§ **TASK TO COMPLETE**:
Look below for the line containing "Would you mind pointing out the lake". Output it and each remaining line of the entries exactly, and nothing else.

§ **TASK INPUTS**:
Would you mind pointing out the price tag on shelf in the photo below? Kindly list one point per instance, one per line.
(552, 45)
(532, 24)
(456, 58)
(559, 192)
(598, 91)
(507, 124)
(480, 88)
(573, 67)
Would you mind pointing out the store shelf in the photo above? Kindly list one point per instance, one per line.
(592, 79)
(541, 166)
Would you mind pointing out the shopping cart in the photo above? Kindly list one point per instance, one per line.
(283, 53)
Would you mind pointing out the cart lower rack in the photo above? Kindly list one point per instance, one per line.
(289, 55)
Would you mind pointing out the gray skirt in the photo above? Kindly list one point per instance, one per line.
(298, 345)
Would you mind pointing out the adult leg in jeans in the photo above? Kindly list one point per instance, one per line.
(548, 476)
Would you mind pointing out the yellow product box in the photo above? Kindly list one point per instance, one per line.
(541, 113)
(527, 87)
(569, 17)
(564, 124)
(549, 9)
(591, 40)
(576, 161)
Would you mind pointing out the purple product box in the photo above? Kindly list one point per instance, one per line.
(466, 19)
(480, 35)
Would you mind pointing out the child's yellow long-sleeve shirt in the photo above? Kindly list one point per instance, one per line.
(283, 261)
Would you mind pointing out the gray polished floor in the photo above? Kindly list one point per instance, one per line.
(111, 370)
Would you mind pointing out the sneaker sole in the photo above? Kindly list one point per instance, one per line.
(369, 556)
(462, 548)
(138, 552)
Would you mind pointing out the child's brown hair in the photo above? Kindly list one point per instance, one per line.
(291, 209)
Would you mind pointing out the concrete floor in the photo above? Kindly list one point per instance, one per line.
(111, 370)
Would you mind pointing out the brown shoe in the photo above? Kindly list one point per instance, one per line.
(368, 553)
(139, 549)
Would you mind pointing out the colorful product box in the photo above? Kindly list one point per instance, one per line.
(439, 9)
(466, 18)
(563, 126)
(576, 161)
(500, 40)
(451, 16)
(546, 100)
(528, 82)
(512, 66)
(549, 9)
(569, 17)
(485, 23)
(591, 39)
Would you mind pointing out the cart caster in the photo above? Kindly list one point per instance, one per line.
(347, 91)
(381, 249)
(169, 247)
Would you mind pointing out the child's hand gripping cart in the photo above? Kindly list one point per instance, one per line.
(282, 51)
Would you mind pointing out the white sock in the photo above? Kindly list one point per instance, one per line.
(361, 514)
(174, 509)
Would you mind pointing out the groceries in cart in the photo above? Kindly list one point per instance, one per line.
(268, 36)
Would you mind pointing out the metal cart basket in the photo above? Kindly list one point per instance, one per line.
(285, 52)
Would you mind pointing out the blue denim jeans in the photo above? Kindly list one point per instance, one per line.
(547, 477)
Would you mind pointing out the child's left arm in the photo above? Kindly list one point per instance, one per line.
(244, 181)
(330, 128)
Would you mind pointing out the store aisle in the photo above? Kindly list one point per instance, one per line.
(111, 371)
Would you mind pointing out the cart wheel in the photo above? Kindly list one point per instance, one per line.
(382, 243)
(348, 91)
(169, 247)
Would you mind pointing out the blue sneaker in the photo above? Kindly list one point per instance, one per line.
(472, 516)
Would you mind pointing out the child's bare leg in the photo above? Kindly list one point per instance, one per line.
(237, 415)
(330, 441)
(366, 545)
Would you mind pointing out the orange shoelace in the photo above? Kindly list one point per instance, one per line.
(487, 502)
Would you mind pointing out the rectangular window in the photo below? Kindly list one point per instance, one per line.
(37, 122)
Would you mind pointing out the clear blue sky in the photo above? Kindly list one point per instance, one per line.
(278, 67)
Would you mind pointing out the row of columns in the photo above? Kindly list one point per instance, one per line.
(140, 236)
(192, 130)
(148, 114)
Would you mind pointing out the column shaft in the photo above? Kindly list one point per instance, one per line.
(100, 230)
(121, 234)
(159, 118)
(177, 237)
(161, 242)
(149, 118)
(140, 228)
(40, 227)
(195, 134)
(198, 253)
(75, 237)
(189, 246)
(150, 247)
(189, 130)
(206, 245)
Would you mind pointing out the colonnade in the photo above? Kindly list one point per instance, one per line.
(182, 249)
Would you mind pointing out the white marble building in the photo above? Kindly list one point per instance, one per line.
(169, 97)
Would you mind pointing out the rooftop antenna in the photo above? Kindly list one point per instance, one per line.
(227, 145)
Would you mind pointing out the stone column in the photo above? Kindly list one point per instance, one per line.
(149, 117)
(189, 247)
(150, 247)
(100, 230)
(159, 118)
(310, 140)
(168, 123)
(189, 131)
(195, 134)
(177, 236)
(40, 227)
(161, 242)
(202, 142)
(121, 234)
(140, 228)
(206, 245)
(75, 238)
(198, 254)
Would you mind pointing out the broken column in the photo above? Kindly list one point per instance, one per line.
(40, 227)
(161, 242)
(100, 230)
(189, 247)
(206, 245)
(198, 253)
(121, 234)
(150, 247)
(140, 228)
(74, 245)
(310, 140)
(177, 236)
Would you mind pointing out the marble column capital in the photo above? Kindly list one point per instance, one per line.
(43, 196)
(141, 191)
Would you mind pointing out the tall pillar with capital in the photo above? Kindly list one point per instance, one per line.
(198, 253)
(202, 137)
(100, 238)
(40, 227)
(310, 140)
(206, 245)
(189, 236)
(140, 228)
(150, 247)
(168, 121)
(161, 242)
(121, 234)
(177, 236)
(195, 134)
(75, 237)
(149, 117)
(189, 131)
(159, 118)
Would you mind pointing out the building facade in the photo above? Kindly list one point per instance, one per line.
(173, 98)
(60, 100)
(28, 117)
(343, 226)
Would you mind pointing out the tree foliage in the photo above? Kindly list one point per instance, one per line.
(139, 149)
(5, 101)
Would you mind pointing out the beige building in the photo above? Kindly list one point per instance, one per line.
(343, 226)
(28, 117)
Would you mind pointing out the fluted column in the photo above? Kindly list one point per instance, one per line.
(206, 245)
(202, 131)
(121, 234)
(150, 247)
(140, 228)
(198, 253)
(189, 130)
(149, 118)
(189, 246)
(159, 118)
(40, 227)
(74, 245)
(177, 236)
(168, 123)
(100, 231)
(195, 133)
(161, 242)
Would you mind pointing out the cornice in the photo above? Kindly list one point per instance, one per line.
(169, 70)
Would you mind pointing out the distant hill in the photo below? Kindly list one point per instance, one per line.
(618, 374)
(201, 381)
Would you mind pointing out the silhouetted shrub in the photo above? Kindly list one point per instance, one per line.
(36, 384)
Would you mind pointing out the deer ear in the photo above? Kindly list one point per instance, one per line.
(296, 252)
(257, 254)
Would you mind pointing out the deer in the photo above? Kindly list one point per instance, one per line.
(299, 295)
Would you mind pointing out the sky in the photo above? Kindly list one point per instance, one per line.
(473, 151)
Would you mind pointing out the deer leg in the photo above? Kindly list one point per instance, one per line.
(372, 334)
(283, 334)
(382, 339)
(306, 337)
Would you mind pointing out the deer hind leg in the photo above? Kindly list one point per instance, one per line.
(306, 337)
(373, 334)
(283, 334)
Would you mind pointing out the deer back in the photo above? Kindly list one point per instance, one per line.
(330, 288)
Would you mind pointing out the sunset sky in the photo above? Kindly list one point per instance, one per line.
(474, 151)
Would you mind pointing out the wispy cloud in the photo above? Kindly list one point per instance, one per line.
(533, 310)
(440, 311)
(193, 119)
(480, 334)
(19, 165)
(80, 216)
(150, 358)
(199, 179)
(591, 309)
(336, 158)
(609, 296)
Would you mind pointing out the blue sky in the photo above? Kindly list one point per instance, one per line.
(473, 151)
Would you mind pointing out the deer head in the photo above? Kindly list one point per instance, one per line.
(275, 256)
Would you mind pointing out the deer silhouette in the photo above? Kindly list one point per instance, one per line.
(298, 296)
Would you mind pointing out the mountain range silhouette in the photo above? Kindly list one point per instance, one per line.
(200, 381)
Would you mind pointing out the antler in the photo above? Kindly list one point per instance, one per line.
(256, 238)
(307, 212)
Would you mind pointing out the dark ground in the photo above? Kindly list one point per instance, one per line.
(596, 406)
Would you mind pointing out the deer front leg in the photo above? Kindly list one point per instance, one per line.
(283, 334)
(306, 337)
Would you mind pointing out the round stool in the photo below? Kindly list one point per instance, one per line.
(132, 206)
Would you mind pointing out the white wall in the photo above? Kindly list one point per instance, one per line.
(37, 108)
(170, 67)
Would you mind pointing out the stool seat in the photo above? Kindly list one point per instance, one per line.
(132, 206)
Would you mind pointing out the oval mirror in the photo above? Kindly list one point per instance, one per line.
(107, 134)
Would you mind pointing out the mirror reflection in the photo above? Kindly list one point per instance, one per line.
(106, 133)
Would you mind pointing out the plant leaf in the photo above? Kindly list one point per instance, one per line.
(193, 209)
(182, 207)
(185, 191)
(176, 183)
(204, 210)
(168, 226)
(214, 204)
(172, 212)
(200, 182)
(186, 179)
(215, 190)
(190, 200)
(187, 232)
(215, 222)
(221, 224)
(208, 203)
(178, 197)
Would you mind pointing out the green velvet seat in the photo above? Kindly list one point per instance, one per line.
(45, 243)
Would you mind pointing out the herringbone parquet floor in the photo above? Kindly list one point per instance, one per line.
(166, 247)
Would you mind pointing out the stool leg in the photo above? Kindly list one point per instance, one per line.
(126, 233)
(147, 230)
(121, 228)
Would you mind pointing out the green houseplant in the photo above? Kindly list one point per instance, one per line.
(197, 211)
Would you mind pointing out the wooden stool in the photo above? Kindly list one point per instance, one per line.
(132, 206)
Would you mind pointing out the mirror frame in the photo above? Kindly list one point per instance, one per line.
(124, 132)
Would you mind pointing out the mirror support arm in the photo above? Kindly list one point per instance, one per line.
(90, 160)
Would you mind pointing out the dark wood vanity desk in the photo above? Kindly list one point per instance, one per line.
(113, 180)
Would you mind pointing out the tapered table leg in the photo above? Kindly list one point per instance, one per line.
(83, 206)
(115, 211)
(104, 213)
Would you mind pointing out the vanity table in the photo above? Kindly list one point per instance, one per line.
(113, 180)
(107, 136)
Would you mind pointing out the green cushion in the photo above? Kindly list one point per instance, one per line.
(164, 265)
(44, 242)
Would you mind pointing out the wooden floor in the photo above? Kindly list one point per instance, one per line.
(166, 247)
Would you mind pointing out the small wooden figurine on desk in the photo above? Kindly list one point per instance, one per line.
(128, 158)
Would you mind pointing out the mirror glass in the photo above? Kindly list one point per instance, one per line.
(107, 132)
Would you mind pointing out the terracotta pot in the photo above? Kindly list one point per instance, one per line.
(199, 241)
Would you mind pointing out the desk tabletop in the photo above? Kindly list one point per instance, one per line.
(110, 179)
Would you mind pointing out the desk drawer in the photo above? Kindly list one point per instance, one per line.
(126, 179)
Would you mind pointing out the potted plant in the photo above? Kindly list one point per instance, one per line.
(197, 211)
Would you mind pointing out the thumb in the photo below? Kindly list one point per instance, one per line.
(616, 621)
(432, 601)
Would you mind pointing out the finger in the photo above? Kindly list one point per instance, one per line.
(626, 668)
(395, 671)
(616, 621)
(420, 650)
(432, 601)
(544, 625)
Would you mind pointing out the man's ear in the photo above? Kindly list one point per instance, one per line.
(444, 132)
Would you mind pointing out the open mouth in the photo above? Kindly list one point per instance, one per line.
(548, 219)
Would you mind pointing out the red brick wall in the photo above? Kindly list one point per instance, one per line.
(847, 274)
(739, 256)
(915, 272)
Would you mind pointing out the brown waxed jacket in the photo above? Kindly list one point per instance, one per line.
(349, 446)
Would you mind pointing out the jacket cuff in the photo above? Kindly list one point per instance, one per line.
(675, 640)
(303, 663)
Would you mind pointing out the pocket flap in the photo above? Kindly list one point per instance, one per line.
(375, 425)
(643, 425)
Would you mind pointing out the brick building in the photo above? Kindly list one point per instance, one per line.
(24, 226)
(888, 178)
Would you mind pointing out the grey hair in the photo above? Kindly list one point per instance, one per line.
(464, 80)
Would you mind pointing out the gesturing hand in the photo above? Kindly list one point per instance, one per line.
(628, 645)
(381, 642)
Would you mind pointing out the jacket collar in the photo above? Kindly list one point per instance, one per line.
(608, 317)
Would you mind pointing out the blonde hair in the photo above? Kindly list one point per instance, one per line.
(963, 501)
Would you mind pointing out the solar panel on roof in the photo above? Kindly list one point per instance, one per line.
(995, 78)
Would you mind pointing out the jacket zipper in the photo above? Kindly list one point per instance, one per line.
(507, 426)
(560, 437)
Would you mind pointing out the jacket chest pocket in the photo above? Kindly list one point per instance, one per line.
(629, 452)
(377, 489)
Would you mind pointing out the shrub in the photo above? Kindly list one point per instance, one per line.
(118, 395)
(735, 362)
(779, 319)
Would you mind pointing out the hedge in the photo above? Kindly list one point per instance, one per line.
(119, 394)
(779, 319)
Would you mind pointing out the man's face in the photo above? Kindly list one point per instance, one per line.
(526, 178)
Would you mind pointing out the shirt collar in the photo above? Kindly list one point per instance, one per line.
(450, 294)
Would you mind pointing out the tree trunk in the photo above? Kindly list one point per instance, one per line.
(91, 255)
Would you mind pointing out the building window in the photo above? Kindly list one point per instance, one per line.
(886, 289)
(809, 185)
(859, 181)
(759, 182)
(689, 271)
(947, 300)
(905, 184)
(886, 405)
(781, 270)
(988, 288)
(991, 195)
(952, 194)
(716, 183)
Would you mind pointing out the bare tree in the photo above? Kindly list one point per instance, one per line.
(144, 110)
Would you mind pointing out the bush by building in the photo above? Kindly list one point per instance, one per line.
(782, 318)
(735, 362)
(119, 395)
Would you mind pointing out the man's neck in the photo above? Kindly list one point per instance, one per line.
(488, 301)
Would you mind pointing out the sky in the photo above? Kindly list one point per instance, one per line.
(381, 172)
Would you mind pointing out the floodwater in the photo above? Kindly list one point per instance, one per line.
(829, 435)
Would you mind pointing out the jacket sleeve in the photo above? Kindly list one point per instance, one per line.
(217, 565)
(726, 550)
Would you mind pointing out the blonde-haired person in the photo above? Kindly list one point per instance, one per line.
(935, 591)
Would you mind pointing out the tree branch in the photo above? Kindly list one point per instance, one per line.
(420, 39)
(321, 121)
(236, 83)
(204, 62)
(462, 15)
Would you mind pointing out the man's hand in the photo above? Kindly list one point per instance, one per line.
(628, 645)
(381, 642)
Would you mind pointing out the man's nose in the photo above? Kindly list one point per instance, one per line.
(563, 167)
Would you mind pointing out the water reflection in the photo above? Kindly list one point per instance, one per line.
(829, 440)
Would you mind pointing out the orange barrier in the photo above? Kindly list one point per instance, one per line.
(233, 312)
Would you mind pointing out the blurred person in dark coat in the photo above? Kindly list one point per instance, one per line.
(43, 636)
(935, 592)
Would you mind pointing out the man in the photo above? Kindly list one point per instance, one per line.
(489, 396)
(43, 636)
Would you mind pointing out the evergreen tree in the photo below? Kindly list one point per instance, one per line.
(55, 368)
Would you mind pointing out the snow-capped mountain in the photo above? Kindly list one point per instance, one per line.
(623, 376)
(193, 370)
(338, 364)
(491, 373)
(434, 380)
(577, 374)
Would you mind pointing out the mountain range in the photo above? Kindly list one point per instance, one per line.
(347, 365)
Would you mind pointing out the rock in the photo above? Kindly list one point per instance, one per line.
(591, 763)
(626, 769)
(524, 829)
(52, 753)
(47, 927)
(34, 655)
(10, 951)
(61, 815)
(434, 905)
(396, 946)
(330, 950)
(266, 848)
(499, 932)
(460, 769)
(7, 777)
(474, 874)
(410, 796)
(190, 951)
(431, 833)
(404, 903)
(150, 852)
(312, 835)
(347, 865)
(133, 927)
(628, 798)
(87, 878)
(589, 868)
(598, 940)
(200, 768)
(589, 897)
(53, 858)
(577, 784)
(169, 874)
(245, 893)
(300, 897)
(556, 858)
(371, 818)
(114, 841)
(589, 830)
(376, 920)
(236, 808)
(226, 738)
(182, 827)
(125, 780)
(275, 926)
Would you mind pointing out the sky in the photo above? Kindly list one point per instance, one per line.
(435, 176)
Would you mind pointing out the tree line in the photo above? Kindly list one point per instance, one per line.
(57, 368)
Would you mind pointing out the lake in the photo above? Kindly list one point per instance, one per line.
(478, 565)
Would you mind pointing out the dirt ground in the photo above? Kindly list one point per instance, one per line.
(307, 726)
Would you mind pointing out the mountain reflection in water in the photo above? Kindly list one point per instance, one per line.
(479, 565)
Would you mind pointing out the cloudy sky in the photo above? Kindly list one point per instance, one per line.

§ **THE OUTPUT**:
Would you mind pointing out the lake in the photo above? Kindly list one point per instance, one per line.
(478, 565)
Would you mind pointing out the dirt ground in the photo above? Kindly list one point per instance, one per line.
(307, 726)
Would you mind pointing out the mountain reflection in water in the photo above? Kindly list one point per instance, one per line.
(479, 565)
Would you mind pointing out the cloudy sky in the photo above? Kindly list one point per instance, one per line.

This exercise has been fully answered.